-- What is being asked --
Locate every line in the listing below that contains the string "shoreline", and copy each such line in full.

-- Records shown --
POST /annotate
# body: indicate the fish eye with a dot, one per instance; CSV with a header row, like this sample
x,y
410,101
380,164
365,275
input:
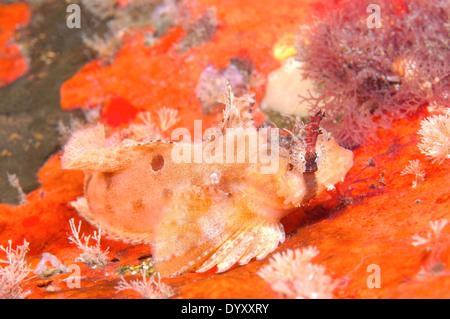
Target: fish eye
x,y
157,162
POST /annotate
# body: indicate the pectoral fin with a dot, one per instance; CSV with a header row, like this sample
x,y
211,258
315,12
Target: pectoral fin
x,y
203,236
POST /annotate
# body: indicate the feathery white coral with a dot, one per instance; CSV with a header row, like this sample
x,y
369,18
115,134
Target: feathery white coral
x,y
15,272
148,288
435,131
415,168
92,255
292,274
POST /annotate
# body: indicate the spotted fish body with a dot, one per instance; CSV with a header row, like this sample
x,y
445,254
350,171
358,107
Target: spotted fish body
x,y
198,215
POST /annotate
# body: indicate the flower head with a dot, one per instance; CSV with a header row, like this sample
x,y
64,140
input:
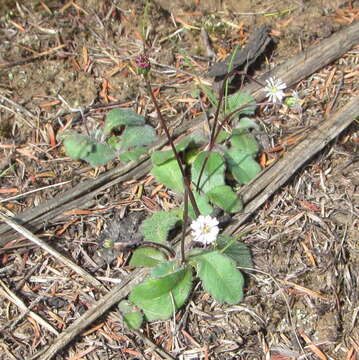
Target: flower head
x,y
205,229
274,90
294,102
143,63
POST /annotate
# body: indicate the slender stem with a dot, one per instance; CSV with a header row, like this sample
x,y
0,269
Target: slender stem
x,y
160,245
165,128
185,220
216,129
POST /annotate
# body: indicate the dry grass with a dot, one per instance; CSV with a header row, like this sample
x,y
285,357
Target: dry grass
x,y
302,298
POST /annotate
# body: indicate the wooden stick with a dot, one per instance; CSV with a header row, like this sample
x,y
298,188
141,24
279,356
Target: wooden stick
x,y
57,255
269,182
290,72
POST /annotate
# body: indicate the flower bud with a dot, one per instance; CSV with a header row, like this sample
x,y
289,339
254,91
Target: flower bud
x,y
143,64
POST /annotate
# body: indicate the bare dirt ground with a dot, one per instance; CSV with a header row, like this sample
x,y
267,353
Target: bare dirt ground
x,y
57,57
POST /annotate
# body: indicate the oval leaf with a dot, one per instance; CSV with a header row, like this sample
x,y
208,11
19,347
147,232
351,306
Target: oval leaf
x,y
236,250
220,277
146,257
169,174
244,142
157,227
237,100
138,136
160,298
131,316
224,197
242,166
213,173
117,117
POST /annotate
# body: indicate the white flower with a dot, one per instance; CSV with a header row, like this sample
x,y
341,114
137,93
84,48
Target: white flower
x,y
294,102
274,90
205,229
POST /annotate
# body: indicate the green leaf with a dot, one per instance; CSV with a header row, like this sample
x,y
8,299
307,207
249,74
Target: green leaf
x,y
210,94
169,174
100,154
203,205
247,123
157,227
133,155
82,147
236,250
160,157
237,100
159,298
224,197
131,316
220,277
138,136
213,173
242,166
146,257
76,145
117,117
244,142
223,135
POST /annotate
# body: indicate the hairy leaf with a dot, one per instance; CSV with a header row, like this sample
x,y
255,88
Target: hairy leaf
x,y
138,136
133,155
236,250
82,147
169,174
203,205
213,173
160,157
117,117
131,316
237,100
224,197
157,227
244,142
147,257
220,277
160,297
242,166
247,123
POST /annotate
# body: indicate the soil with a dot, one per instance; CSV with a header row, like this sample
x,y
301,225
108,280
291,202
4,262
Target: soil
x,y
57,57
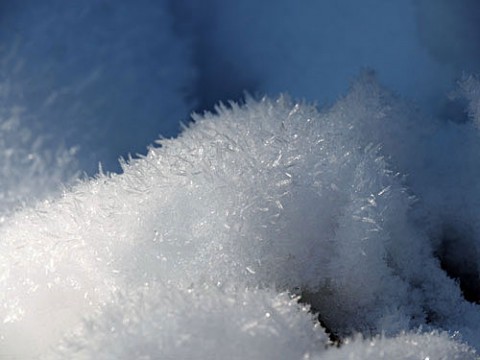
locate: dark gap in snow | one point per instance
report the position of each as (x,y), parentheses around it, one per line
(454,110)
(218,79)
(334,338)
(457,254)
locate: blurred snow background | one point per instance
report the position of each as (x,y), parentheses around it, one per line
(265,230)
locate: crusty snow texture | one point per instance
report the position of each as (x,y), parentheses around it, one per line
(201,248)
(89,69)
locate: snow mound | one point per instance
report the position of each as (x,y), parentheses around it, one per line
(203,323)
(264,198)
(115,67)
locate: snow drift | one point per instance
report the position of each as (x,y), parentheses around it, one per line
(104,77)
(210,240)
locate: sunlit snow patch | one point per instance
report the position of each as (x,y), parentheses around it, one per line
(267,197)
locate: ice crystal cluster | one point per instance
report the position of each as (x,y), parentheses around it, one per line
(269,228)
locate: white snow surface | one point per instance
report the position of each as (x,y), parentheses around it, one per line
(202,248)
(269,228)
(76,70)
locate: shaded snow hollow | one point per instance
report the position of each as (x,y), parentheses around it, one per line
(234,239)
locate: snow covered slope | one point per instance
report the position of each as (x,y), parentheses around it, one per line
(265,198)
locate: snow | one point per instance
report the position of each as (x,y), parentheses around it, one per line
(269,228)
(74,68)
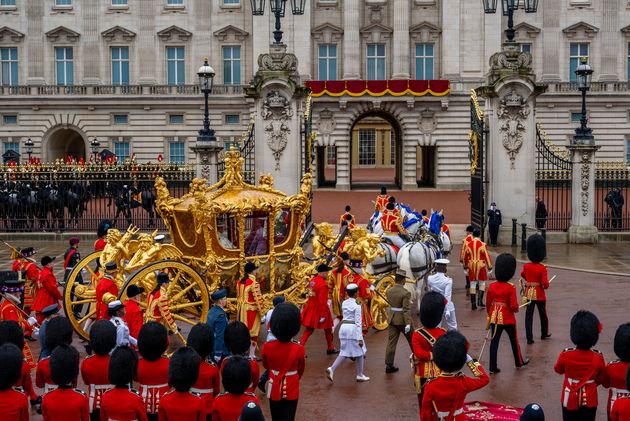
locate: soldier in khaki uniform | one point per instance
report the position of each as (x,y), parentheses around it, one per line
(399,318)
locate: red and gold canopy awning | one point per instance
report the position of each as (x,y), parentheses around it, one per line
(378,87)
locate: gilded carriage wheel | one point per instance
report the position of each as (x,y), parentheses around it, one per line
(79,294)
(187,293)
(378,305)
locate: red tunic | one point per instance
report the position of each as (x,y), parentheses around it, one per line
(615,379)
(228,407)
(501,303)
(583,370)
(94,372)
(122,404)
(285,362)
(13,405)
(65,404)
(181,406)
(316,308)
(536,281)
(153,382)
(208,383)
(447,393)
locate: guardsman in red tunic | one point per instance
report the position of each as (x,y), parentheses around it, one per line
(316,314)
(122,403)
(152,374)
(501,306)
(236,375)
(536,280)
(180,404)
(479,266)
(208,384)
(65,403)
(444,396)
(583,369)
(95,367)
(13,402)
(284,359)
(106,285)
(48,289)
(250,304)
(616,370)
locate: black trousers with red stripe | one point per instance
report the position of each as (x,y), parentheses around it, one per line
(529,319)
(494,344)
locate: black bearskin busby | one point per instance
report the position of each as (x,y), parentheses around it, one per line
(11,332)
(237,338)
(11,361)
(183,369)
(432,309)
(504,267)
(449,351)
(123,366)
(585,328)
(285,321)
(58,332)
(201,339)
(536,248)
(102,337)
(64,365)
(622,342)
(236,375)
(152,341)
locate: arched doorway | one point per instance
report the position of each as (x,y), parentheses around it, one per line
(63,142)
(375,151)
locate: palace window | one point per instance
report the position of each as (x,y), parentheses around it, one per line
(327,61)
(376,61)
(424,61)
(64,65)
(232,65)
(120,65)
(9,66)
(577,51)
(175,66)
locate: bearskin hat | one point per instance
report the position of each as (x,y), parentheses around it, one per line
(622,342)
(123,365)
(152,341)
(504,267)
(237,338)
(201,339)
(64,365)
(11,332)
(58,332)
(585,329)
(449,351)
(536,248)
(11,361)
(236,375)
(285,321)
(432,309)
(102,337)
(183,369)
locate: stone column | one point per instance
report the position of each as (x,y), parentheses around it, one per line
(351,40)
(400,45)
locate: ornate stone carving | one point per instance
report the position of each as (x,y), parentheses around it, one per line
(513,110)
(276,114)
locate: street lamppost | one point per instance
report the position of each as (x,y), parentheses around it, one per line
(584,73)
(509,6)
(206,80)
(277,8)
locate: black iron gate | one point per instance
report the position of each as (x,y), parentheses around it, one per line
(553,185)
(476,143)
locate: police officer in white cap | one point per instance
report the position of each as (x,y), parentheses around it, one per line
(441,283)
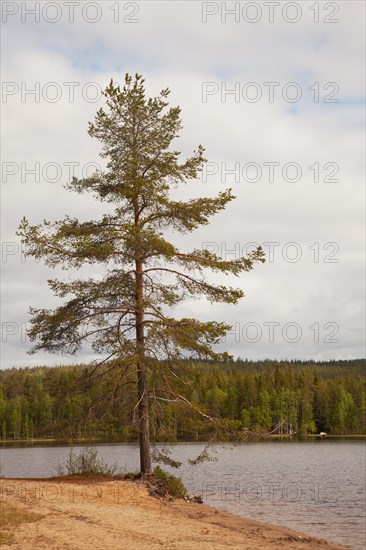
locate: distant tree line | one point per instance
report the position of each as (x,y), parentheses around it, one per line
(299,397)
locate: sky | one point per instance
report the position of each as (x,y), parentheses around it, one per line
(274,91)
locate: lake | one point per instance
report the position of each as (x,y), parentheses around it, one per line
(316,486)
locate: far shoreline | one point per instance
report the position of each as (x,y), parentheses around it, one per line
(105,440)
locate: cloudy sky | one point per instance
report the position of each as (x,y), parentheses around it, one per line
(275,93)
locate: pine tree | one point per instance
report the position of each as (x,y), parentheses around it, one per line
(125,312)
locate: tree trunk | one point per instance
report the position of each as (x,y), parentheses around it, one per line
(142,390)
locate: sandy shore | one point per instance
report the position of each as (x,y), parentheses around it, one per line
(120,515)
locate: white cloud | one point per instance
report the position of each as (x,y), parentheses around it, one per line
(171,47)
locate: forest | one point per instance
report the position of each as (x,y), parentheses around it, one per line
(283,397)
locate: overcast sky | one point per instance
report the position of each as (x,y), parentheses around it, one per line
(275,93)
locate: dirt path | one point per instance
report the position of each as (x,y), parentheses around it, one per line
(120,515)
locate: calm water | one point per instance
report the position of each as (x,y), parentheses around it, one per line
(317,487)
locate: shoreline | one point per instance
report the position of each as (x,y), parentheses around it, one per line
(104,514)
(96,440)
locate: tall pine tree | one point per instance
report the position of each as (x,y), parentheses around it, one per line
(125,313)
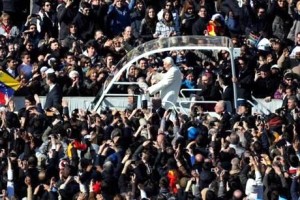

-- Solution for this problem --
locate: far shoreline | one point per instance
locate: shoreline | one point per instance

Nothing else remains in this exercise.